- **What is asked**
Only the lines from the one containing "Would you mind pointing to the river" through the final line of the material below should be output, exactly as they stand.
[start Data provided]
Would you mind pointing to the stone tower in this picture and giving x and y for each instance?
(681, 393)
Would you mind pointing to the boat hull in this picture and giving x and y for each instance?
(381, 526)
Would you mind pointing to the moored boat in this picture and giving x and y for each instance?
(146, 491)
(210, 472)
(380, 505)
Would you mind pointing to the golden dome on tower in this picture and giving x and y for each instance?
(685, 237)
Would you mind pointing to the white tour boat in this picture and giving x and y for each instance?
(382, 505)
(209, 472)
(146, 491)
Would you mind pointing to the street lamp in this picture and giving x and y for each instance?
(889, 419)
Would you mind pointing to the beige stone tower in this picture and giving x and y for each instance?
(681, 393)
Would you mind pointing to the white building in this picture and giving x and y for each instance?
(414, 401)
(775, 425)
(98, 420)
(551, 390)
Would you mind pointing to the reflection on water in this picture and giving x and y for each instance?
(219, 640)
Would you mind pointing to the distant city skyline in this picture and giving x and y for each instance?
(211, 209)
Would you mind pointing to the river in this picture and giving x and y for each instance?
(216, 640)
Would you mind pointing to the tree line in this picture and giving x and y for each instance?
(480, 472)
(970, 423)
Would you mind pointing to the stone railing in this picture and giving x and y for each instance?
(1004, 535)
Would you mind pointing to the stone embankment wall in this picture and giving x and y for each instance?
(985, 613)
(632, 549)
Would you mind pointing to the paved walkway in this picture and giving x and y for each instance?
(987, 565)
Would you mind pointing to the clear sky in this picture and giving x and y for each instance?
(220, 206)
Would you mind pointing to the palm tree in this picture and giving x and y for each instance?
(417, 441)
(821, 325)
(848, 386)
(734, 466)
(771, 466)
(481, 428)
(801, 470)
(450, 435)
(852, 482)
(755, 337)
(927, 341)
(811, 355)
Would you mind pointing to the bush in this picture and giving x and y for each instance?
[end Data provided]
- **Exercise output**
Would you mind pointing to the river in this picture and giving x and y for each instance?
(216, 640)
Would you mind pointing to the tree line in this picture and giving x and y for each instance?
(480, 472)
(970, 423)
Would you mind pointing to the stone railing in this picture and giving x and y for each instance?
(1004, 535)
Would you mind pointing to the stone embankment wall in this picture and giving x and y for each instance?
(985, 613)
(632, 549)
Would you mind pointing to the paved walkway in this picture and giving x and y for each instance?
(987, 565)
Would you mind pointing to the clear sky in this picture and giving x and y for each instance?
(220, 206)
Would you mind pointing to the palm tree in this picture and giving x and y for each instance?
(417, 441)
(821, 325)
(848, 386)
(734, 466)
(771, 466)
(481, 428)
(801, 470)
(450, 435)
(852, 482)
(755, 337)
(927, 341)
(811, 355)
Would you mind pointing to the bush in this picture and giving x and y for each instance?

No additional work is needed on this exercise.